EXERCISE OBJECTIVE — Print each of the entries below again, line for line, with no changes.

PROVIDED ENTRIES —

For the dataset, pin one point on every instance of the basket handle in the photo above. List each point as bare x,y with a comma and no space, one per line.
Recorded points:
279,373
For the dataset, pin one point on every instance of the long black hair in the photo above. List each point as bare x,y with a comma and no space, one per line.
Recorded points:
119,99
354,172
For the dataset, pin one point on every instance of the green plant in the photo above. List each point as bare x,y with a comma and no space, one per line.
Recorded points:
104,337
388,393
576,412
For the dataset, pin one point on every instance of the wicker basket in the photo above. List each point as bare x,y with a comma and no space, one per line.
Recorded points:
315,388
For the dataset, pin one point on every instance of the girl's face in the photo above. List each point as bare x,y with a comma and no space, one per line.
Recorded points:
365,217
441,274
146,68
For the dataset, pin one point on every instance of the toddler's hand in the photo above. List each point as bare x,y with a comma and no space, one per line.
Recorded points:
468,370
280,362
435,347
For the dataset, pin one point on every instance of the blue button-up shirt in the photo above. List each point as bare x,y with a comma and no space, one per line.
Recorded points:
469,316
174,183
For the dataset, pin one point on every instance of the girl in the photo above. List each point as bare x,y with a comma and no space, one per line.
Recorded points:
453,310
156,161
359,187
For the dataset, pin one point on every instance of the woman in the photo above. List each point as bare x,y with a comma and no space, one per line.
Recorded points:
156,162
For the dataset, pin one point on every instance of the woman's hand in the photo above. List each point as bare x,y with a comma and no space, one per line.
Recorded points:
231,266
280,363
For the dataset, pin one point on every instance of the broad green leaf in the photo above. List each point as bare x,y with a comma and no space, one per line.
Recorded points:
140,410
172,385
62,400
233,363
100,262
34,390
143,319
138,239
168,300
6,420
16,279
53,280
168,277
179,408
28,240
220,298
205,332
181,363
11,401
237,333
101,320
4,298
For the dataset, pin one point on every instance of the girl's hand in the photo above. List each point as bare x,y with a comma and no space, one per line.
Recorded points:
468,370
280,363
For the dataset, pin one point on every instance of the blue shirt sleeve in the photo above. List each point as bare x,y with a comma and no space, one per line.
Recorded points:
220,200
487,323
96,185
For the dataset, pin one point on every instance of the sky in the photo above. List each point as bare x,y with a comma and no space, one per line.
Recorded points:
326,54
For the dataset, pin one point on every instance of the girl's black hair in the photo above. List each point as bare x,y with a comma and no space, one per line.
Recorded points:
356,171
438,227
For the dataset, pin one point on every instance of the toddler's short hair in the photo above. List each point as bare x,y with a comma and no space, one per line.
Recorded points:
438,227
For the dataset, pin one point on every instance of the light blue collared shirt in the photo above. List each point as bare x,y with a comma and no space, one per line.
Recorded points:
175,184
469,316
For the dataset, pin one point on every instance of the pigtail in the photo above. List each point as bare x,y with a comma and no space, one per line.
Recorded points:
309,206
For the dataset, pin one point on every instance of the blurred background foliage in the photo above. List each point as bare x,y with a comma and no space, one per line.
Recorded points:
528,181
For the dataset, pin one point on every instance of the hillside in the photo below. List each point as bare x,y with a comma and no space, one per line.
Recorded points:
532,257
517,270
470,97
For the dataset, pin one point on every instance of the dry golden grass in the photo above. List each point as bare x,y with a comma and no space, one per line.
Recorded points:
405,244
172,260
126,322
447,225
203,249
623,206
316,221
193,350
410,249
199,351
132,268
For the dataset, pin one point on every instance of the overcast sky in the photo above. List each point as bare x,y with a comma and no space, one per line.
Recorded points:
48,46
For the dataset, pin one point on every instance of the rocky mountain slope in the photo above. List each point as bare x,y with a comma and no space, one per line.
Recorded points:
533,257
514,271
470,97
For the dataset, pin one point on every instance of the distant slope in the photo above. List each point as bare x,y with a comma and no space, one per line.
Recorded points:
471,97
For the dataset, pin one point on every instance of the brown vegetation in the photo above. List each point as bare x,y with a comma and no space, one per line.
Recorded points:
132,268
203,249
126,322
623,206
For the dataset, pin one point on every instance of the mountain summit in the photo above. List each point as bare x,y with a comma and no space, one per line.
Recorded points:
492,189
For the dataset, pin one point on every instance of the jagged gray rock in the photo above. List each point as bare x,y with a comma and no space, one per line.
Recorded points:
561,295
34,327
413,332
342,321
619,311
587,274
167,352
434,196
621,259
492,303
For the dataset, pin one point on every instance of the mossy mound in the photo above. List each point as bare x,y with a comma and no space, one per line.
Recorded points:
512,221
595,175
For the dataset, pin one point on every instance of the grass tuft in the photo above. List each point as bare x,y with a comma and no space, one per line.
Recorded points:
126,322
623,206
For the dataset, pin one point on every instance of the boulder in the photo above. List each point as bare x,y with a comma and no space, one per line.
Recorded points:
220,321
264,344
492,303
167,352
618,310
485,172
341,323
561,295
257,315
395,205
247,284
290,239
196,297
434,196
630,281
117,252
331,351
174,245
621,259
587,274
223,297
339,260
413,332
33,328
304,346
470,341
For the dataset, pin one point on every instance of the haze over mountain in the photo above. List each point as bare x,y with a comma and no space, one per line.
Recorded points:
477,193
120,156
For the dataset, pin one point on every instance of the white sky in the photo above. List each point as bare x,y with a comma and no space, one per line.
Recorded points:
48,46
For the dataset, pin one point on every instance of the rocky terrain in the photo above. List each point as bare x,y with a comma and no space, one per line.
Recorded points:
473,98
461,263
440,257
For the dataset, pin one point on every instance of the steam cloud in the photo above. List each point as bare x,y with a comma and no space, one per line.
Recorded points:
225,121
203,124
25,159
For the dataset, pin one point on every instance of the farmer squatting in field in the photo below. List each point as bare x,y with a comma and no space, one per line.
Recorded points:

ANSWER FOR THIS EXERCISE —
For the dataset, pin one point on every instance of the basket handle in the photo above. List each point as bare x,y with a comma and no space, one per line.
Recorded points:
279,373
For the dataset, pin one point on every instance of the long black hair in the photo above. List each point as bare x,y with a comma and no space, one per line.
Recorded points:
119,99
354,172
For the dataset, pin one point on every instance of the green plant in the photo above. List each point as bare x,y with a comma and no space, one per line.
Recorded points:
104,337
388,393
576,412
For the dataset, pin one point on every instance of the wicker basket in the photo above. List each point as bare x,y with a comma and no space, one per line.
Recorded points:
315,388
For the dataset, pin one point on every instance of the girl's face in the photo above. List each point as bare x,y with a comma and no space, one per line.
Recorded points:
365,217
441,274
146,68
For the dataset, pin one point on every instance of the toddler's hand in the photo above. List each point as bare x,y with a comma and no space, one per line.
Recorded points:
468,370
280,362
435,347
For the dataset, pin one point on every instance of the blue button-up shirt in the photo above. List each point as bare x,y with a comma and no space, one per line.
Recorded points:
469,316
174,183
For the dataset, pin one point on every instance of the girl in the photo above. List each point as bare x,y with a comma and no space, one per line.
Recorded points:
453,310
156,161
359,187
For the dataset, pin one point on every instance of the woman in the photo above. List each point as bare x,y with a comma and no space, one per line.
Recorded points:
156,162
For the dataset, pin one point on every instance of the woman's hand in the photo above. List each point as bare x,y with a comma and no space, one per line.
Recorded points:
231,266
280,363
For the dataset, pin one point on every instance of the broad green leaf in the photo above. List each point as bare x,y with a comma and no space, one per line.
Recorded points:
140,410
172,385
62,400
233,363
100,262
34,390
143,319
138,239
168,300
6,420
16,279
53,280
168,277
179,408
28,240
220,298
205,332
181,363
11,401
237,333
101,320
4,298
For the dataset, pin one point on every instance of the girl's hand in the photo above. List each point as bare x,y with a comma and no space, one per line.
Recorded points:
468,370
280,363
For the dataset, pin one point on every instance of the blue shirt sleeve in the photo above. List each point as bare x,y with a comma and no space, one per line.
Recorded points:
220,200
487,323
96,185
For the dataset, pin one point on every instance of the sky in the photo above. List each point as bare x,y with a comma and no space, one per line.
Recorded points:
326,54
For the dataset, pin one point on every instance of the girl's black hair in the photo above. List each point as bare x,y with a comma and no space, one per line.
Recorded points:
356,171
438,227
For the dataset, pin one point on every instance of the toddler's short hair in the photo above. List each point as bare x,y with a comma and no space, one per line.
Recorded points:
438,227
For the dataset, pin one point on every instance of the light blue collared shirt in the photo above. List each point as bare x,y with a comma and no space, one per line.
Recorded points:
175,184
469,316
For the dataset, pin one point on every instance of the pigtail in the photo above. List each point as bare x,y with a comma and no space, one per line.
Recorded points:
309,206
For the dataset, pin one point on every instance of the blurred background foliage in the photo above. List each point as bare x,y with a comma and no space, one per line.
Recorded points:
528,181
For the dataset, pin one point on every instance of the hillside in the photo below. List each point as bare x,y with a comma and no space, one per line.
Recorded points:
532,257
517,270
470,97
For the dataset, pin one point on every instance of the dry golden grass in the photo above. List each point as bare x,y with a comma and no space, one per line.
Recorded points:
405,244
172,260
126,322
447,225
203,249
623,206
316,221
193,350
410,249
199,351
132,268
For the dataset, pin one point on every instance of the overcast sky in the photo above. List each point as bare x,y with a comma and no space, one per line.
Recorded points:
48,46
For the dataset, pin one point on every instance of the rocky mountain slope in the photo above. List each point as bare x,y with a comma and no space, one per line.
Recorded points:
533,257
514,271
470,97
For the dataset, pin one point on every instance of the distant slope in the photo above. List each point as bare x,y with a comma and no space, one per line.
Recorded points:
471,97
For the dataset, pin one point on every instance of the brown vegetation in the photo above. List each point as bare x,y with a comma and no space, one per line.
Recorded points:
132,268
203,249
126,322
623,206
For the dataset, pin one point on every instance of the mountain summit in the photo above. List each point as bare x,y with a comma and no space, one per line.
Recorded points:
492,189
For the dataset, pin one point on every instance of the jagged gray rock in the photo above. List each point as bare x,y with a comma and no space, one per line.
Recorded points:
561,295
34,327
413,332
342,321
619,311
587,274
167,352
434,196
621,259
492,303
For the dataset, pin one point on every instance of the mossy mound in the photo above. List each point as bare x,y with a comma and no space, one per line.
Recorded points:
512,221
595,175
For the dataset, pin one point on every instance of the grass tuft in the photo above. List each point as bare x,y with a comma and no space, one per line.
Recorded points:
126,322
623,206
For the dataset, pin one point on every instance of the boulder in the photo above. List each point as bare x,y with a comma and no space, one per line.
Recorded points:
220,321
264,344
492,303
167,352
618,310
485,172
341,323
561,295
257,315
395,205
247,284
290,239
196,297
434,196
630,281
117,252
331,351
174,245
621,259
587,274
223,297
339,260
413,332
33,328
304,346
470,341
For the dataset, pin one point on every instance of the haze over mountain in the photo above. List each point as bare x,y with a comma and no space, one per line.
Recorded points:
477,193
120,156
For the dataset, pin one point on every instance of the white sky in the photo above. List each point as bare x,y with a comma and no space, one per line.
Recorded points:
48,46
For the dataset, pin one point on every instance of the rocky terrain in the photo above. List each point as bare x,y with a comma and no space, one per line.
Recorded points:
473,98
461,263
440,257
For the dataset, pin one point on every instance of the steam cloud in the photo above. List each point as bare x,y with a comma and no space, one per line.
Recorded points:
225,121
203,124
25,159
For the dataset, pin one point on every instance of the farmer squatting in field in the photo below. List each point as bare x,y with a comma and no space, one per line.
Recorded points:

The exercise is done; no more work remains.